*Aim of the exercise:* Render the data below as a JSON list of strings, one string per line, skipping blank lines and leaving out the picture.

— BEGIN Records supplied —

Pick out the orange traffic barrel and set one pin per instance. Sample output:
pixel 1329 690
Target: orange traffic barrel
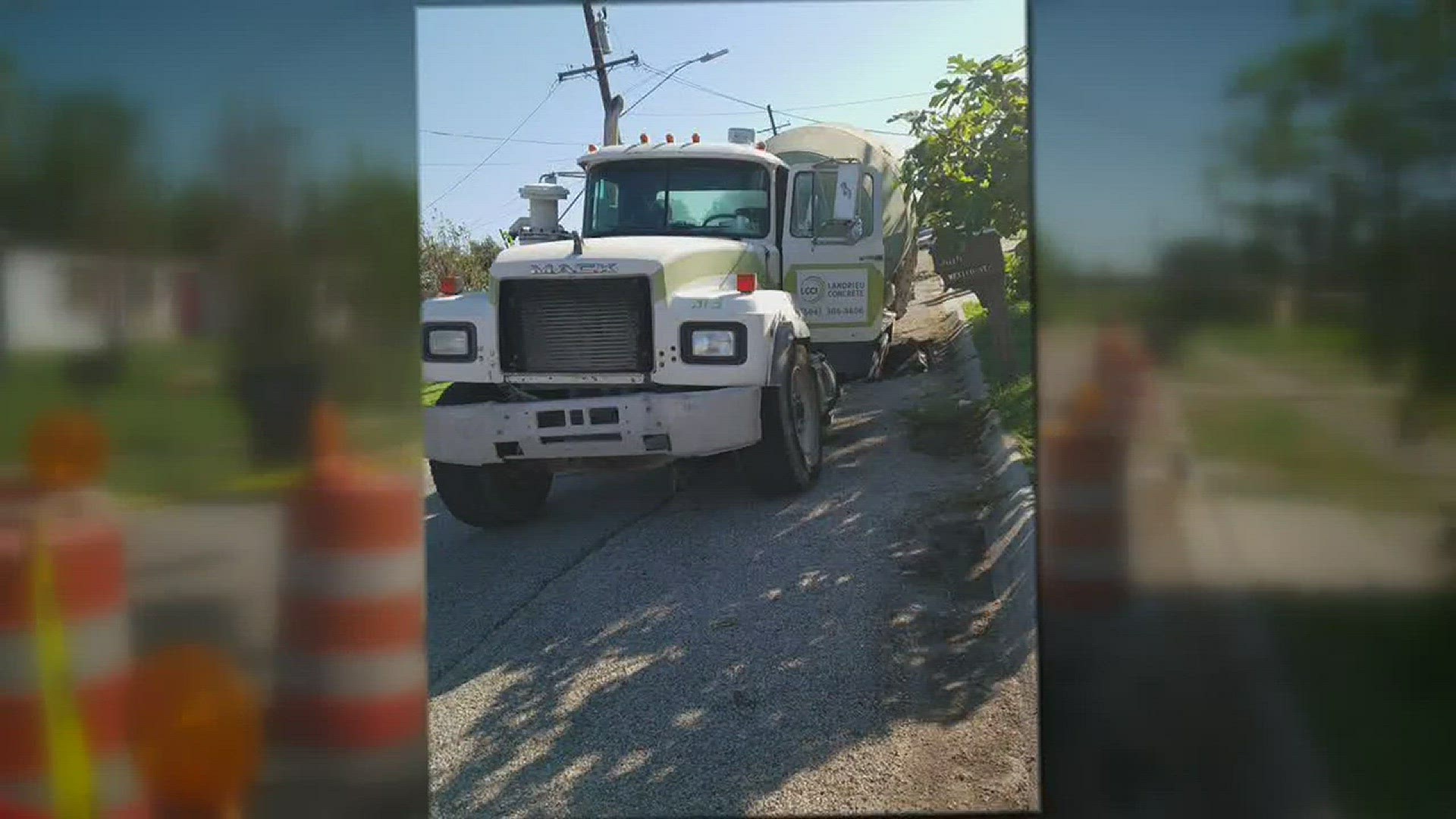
pixel 85 602
pixel 1084 510
pixel 1122 372
pixel 351 686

— END Records supplied —

*Finished task:*
[
  "Pick out the orange traffic barrel and set one pin per instance. Sample output:",
  "pixel 1329 690",
  "Target: orange traffic barrel",
  "pixel 85 602",
  "pixel 1084 510",
  "pixel 1122 372",
  "pixel 351 686"
]